ENTRIES PROVIDED:
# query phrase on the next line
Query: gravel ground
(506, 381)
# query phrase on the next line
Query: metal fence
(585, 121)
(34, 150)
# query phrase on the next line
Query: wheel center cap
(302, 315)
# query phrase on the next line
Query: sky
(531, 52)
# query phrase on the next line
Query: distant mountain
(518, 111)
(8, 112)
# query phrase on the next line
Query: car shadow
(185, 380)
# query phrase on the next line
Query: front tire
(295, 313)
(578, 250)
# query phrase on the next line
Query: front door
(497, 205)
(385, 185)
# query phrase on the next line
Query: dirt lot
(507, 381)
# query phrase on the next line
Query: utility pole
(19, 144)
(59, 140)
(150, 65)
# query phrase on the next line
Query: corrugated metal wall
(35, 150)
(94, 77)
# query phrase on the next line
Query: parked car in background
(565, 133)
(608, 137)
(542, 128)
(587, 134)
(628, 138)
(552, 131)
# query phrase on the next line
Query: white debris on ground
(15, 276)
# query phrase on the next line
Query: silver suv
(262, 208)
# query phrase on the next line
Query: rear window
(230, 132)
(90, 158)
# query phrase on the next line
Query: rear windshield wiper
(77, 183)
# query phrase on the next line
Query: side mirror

PROMPT:
Reproduce all of the entries above verbatim, line for line and in their original order.

EXERCISE OUTPUT:
# query phrase on the next line
Query: gravel ground
(506, 381)
# query phrase on the next line
Query: metal fence
(585, 121)
(34, 150)
# query phrase on the next line
Query: wheel center cap
(302, 315)
# query phrase on the next line
Query: sky
(531, 52)
# query phrase on the next line
Query: distant mountain
(518, 111)
(8, 112)
# query phrase on the next line
Query: car shadow
(185, 380)
# query phrase on the next line
Query: front tire
(295, 313)
(578, 250)
# query phrase on the next line
Query: front door
(497, 205)
(385, 185)
# query phrase on the next line
Query: dirt lot
(507, 381)
# query phrase on the next line
Query: utility pole
(19, 144)
(59, 140)
(150, 65)
# query phrase on the next line
Query: corrugated metal wall
(35, 150)
(94, 77)
# query phrase on the next line
Query: parked car in background
(565, 133)
(608, 137)
(542, 128)
(587, 134)
(628, 138)
(552, 131)
# query phrase on the next line
Query: white debris on ground
(15, 276)
# query phrase on the next line
Query: silver suv
(262, 208)
# query phrase on the next line
Query: rear window
(230, 132)
(90, 158)
# query phrase on the next line
Query: rear windshield wiper
(77, 183)
# query phrase on the next line
Query: side mirror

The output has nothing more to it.